TASK: Starting with the line that mentions "Could you check if any pool deck", repeat each line verbatim until the entries end, both ends included.

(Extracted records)
####
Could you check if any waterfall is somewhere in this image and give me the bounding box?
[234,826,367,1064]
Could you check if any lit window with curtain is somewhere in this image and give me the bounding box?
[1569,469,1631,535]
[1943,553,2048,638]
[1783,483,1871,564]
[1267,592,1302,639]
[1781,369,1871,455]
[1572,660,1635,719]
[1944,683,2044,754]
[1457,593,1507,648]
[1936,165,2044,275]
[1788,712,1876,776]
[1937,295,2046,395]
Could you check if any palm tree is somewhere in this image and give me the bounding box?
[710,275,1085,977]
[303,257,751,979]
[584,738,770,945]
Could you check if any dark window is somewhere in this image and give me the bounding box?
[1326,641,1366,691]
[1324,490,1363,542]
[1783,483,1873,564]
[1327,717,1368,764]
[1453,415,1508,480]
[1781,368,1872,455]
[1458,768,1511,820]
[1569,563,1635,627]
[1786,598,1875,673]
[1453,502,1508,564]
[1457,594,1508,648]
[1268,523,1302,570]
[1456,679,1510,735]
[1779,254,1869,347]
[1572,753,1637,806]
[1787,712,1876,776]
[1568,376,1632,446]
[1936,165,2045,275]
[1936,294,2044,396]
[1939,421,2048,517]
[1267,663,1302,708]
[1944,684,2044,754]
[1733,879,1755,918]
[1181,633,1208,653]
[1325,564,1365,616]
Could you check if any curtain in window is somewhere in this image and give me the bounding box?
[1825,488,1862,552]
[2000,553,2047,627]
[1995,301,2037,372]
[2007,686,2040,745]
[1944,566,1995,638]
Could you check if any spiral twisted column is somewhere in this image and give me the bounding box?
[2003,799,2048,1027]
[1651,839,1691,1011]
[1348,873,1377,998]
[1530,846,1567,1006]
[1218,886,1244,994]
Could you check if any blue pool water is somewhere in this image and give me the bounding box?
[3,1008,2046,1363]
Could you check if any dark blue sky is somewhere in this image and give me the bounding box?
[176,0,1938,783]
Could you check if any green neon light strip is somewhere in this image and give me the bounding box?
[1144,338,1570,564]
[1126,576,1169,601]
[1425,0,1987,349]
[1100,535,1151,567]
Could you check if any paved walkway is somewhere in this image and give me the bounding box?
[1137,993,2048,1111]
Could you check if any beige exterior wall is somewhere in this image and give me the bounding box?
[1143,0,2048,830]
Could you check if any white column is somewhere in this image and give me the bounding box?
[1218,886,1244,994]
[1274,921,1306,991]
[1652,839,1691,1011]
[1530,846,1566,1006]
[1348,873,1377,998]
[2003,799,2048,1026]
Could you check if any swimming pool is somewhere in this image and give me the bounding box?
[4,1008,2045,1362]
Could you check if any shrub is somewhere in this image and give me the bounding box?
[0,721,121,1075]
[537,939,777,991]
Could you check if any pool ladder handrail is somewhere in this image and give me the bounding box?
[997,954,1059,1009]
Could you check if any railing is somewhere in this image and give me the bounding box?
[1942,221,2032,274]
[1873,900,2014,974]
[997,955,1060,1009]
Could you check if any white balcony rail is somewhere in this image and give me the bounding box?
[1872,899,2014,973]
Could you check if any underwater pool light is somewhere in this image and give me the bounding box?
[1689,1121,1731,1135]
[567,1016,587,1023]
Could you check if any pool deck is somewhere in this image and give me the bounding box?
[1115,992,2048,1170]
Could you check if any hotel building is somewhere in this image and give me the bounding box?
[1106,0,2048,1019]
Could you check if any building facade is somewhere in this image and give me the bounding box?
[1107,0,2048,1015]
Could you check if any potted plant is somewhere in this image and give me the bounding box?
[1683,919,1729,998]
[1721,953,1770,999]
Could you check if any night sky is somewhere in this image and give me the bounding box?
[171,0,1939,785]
####
SOLUTION TO THE PROBLEM:
Could you check if any pool deck is somewhere in this image and give me the bounding box?
[1115,992,2048,1170]
Could you check if any hotel building is somewhere in this image and give me the bounding box?
[1106,0,2048,1019]
Could you check if any building facade is somewhere in this image and give me the bounding box?
[1107,0,2048,1015]
Could you check if any potted plant is somewhere in this image and give me the bounding box?
[1683,919,1729,998]
[1721,953,1770,999]
Could you check if any night sky is somewhere in this image and give me the bounding box?
[171,0,1939,785]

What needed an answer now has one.